___ Excerpt provided
Thoughts On Mortality
June 10, 2012
Captain Mike Kelly’s wife called me today to tell me that Mike suffered a “cardiac event” a week or so ago and has been in a coma ever since. With no hope of him recovering, his wishes have been followed, and he has been disconnected from life support. He is still breathing, but they don’t expect him to last for more than a day or so. In reality, I suppose the fine person who was my friend is gone already and I am deeply saddened by that realization.
Mike and I met in 1966, when we were in the same Army Basic Training Company, at Fort Benning, Georgia. Author Richard Bach once wrote, in “ILLUSIONS, the adventures of a reluctant Messiah,” the following words; “Your friends will know you better in the first minute you meet than your acquaintances will know you in a thousand years.”
______
___ Recorded data
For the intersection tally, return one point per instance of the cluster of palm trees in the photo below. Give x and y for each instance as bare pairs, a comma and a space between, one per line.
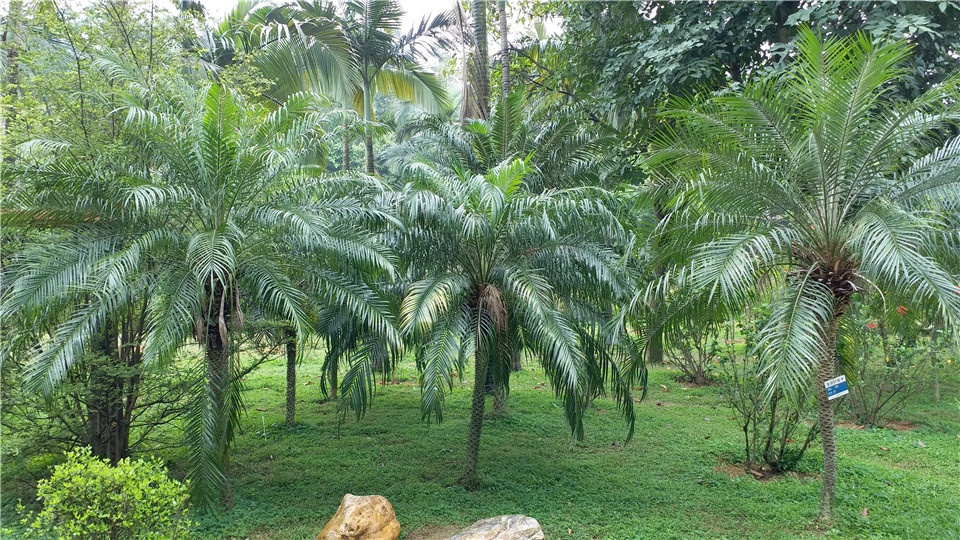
491, 236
______
### Instructions for the task
Set down the passage from the essay on mortality exactly, from "Thoughts On Mortality" up to and including "by that realization.".

### Solution below
Thoughts On Mortality
June 10, 2012
Captain Mike Kelly’s wife called me today to tell me that Mike suffered a “cardiac event” a week or so ago and has been in a coma ever since. With no hope of him recovering, his wishes have been followed, and he has been disconnected from life support. He is still breathing, but they don’t expect him to last for more than a day or so. In reality, I suppose the fine person who was my friend is gone already and I am deeply saddened by that realization.